*Exercise passage*:
------

The call from the ‘movement conservative’ hardliners will now be that moderation failed, and a clear Republican message is needed. This is already happening. This debate will take place on Fox News and talk radio, and moderate voices will be drowned out. I cannot see any countervailing force, although I’m happy to be corrected on this. Hard-line, ‘tea party’ inspired resistance to everything President Obama does is likely in the near future, especially in the House of Representatives. Just imagine what the negotiations surrounding the so called ‘fiscal cliff’ are going to be like.     

I realise that this has come across as a very pessimistic viewpoint and it’s true, I have serious concerns about Obama’s second term. I don’t want that to overshadow the achievement of him winning it, nor write off a country that I sometimes admire more than my own. But I do think that those of us of a liberal left persuasion should be more focused on facts on the ground rather than the seductions of symbolic victories. Politics is about steering nations, not winning elections.  

Saturday 3 November 2012

Money Can't Buy You Love...


...but it can buy you influence. I shall begin with an admission which in certain circles is quite controversial. I like capitalism. I like the high standards of living which come with it. I don’t accept that it is oppressive. However, I am not uncritical. I think that we should always be on the lookout for the abuses of the power which are associated with wealth. It is my view that the market functions best when it is regulated by an independent state. The state should be controlled by the voting public alone. We should be very suspicious of market actors exerting or attempting to exert influence over the state.

After the last expenses scandal (which frankly hasn’t been resolved), David Cameron said that corporate lobbying, the practice of companies influencing governments, was “the next big scandal waiting to happen”. Sadly, apart from a couple of minor incidents, he was wrong. Corporate lobbying is hard-wired in to our political system, allowing established firms beneficial access to policy makers, at the expense of both consumers and other firms. This should offend people on both the left and the right of the political spectrum, because it is detrimental to both the public at large, and also to the proper functioning of the market. Funny then, how nobody seems to care about it.

------

*Source data*:
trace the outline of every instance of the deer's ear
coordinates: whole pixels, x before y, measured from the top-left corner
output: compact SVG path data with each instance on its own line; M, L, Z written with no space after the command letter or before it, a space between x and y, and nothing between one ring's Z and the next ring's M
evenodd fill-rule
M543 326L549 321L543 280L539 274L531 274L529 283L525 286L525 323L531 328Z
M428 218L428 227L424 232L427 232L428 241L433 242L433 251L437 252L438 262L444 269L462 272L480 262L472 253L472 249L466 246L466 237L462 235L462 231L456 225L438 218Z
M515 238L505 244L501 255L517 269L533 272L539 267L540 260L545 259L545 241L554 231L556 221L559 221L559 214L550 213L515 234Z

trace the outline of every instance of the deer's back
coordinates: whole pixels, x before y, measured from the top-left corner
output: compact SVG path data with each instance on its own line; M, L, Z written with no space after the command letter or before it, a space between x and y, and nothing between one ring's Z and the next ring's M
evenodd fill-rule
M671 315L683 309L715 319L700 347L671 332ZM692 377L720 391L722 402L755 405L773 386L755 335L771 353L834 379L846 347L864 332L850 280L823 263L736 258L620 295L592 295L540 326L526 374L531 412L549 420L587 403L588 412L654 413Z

------

*Check your understanding*:
[1] For each statement below, say whether it agrees with the political blog text. Answer yes or no, and quote the exact words from the text that decide it.
(a) The writer dislikes capitalism.
(b) The writer believes the market works best when an independent state regulates it.
(c) David Cameron described corporate lobbying as "the next big scandal waiting to happen."
[2] According to the political blog text, where will the debate among Republicans take place?
[3] Extend the political blog text, starting after its final sentence.
The records come from a different source than the political blog text.

*Responses by task*:
[1]
(a) No: "I like capitalism."
(b) Yes: "It is my view that the market functions best when it is regulated by an independent state."
(c) Yes: "David Cameron said that corporate lobbying, the practice of companies influencing governments, was “the next big scandal waiting to happen”."

[2] On Fox News and talk radio.

[3]
Let me give you some publicly available, and I should stress perfectly legal, examples.

Ed Balls is the Shadow Chancellor. That means that if Labour wins the next election, as the opinion polls currently indicate that they will, he is the man that will be in charge of the nation’s economic policy, including all tax law. According to the Register of Members Interests, the huge accountancy firm Pricewaterhouse Coopers supplied him, for free, with “the services of a research assistant/analyst...for 4 days a week on a 22 week secondment from 4 January 2012 to 1 June 2012, value £72,576”.

Why would they do a thing like that? What possible interest could an accountancy firm have in the politician who could end up writing tax law?

Let’s take a different example. William Hague is the Foreign Secretary. He is in charge of Britain’s network of embassies across the globe. He received a political donation of “£6,545.90, for reception” from a company called Project Associates UK Ltd. A glance at this company’s website tells us that they are a PR firm which governments across the world can hire to help them communicate with the press and NGOs.

Do companies just give out four figure donations without expecting anything in return? Because if so, I’d like some of that. What was being brought here? Why would a company specialising in international governmental PR make a personal donation to the Foreign Secretary?

The idea of a company making a political donation is ridiculous. A person can have political beliefs, and they can choose to donate to a politician if they agree with them. Companies are not sentient beings. They cannot believe in things. A company director cannot just spend company money on whatever they want; the spending legally has to be in the interests of the company. But if a donation is in the interest of the company, then the company is buying influence over the state. As I've tried to show you, that’s not OK, regardless of your politics.